#### BRANO CITATO
>>>
LA LINGUA GIAPPONESE
Una combinazione di influenze straniere ed evoluzione interna

 

 


Introduzione

 

Il Giappone ha più di 120 milioni di abitanti e, dal punto di vista linguistico, è una nazione quasi omogenea, con più del 99% della popolazione che usa la stessa lingua. Ciò significa che la lingua giapponese è la sesta lingua più parlata al mondo anche se non è parlata quasi in nessuna altra parte del mondo a parte il Giappone.
Ci sono molte teorie a proposito dell'origine della lingua giapponese. Numerosi studiosi credono che, dal punto di vista sintattico, il giapponese sia vicino ad alcune lingue altaiche come il turco e il mongolo. L'analogia sintattica con il coreano è ampiamente riconosciuta. In epoca preistorica, la morfologia e il vocabolario del giapponese furono influenzati dalle lingue maleo-polinesiane. Il sistema di scrittura del giapponese deriva dal cinese, sebbene le lingue parlate dai giapponesi e dai cinesi siano completamente diverse. I caratteri cinesi furono introdotti tra il il V e VI secolo, e, successivamente, sono stati integrati da 2 forme di alfabeto fonetico, derivati dai caratteri cinesi, ossia l'hiragana e il katakana.
<<<
#### ELENCO DEI COMPITI
#1 Nel brano sulla lingua giapponese, quali sono le due forme di alfabeto fonetico che hanno integrato i caratteri cinesi?
#2 Riprendi il brano sulla lingua giapponese subito dopo la sua ultima frase.
Le voci riportate qui sotto provengono da un'altra fonte.

#### DATI FORNITI
>>>
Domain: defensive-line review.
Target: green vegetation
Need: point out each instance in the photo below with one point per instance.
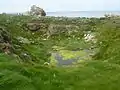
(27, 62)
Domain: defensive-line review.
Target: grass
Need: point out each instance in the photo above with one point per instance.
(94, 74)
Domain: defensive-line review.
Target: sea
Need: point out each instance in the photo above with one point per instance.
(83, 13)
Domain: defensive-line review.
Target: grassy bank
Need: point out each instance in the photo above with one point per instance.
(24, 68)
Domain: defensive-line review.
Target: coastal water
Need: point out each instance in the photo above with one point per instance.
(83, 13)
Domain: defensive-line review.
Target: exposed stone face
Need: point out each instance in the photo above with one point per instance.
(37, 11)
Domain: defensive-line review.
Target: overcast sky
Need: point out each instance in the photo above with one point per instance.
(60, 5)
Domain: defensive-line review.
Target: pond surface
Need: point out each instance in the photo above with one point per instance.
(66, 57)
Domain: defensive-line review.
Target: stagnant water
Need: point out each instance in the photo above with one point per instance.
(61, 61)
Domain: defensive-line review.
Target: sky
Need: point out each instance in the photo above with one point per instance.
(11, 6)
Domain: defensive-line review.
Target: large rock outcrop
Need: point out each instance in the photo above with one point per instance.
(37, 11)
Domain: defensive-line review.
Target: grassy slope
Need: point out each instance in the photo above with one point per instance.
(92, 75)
<<<
>>>
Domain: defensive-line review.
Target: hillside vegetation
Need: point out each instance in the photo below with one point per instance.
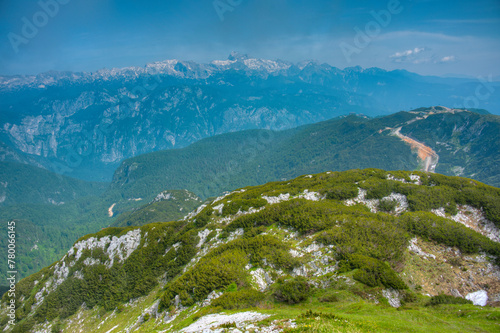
<<<
>>>
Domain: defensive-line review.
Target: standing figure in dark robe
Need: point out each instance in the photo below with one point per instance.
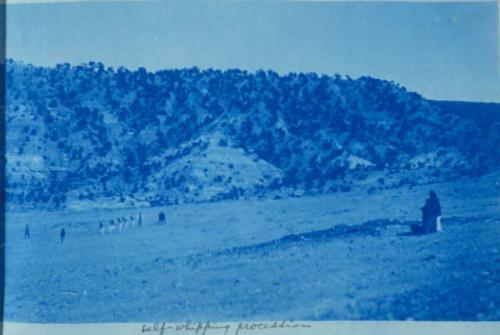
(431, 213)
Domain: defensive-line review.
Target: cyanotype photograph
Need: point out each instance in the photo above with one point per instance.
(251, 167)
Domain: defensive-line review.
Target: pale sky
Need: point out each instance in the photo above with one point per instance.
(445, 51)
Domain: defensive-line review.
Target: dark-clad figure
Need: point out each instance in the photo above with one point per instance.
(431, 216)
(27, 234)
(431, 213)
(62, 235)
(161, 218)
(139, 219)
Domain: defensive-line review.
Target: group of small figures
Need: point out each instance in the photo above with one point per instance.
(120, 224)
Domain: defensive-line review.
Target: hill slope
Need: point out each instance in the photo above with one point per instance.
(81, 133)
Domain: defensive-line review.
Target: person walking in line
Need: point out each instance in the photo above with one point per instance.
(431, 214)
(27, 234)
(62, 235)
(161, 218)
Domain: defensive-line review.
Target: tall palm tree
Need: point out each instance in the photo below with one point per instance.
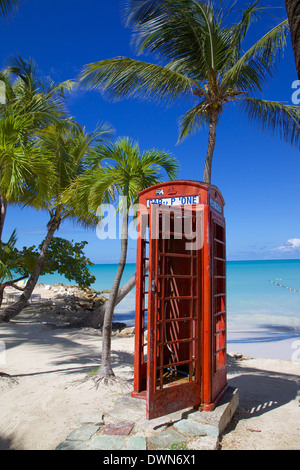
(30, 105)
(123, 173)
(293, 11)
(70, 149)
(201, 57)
<<<
#### LE RISPOSTE
#1 L'hiragana e il katakana.

#2
Molti dialetti locali sono ancora in uso. Mentre il giapponese ufficiale, ossia il dialetto di Tokyo, si è gradualmente diffuso in tutto il paese grazie all'influenza dei mass media come la televisione, la radio e il cinema, in particolare i dialetti parlati a Kyoto e ad Osaka, continuano ad essere usati e mantengono il loro prestigio.

 

 

Fonologia

 

Gli italiani e gli spagnoli possono constatare che le vocali brevi del giapponese, ossia - a,i,u,e,o - si pronunciano in modo molto simile alle vocali delle loro lingue. Le vocali lunghe del giapponese, ossia - aa, ii, uu, ei, oppure ee, oo - si pronunciano raddoppiando la lunghezza delle vocali brevi (sebbene ei si pronucia spesso come se si trattassse di due vocali separate). La distinzione tra le vocali brevi e quelle lunghe è fondamentale, poichè cambia il significato di una parola.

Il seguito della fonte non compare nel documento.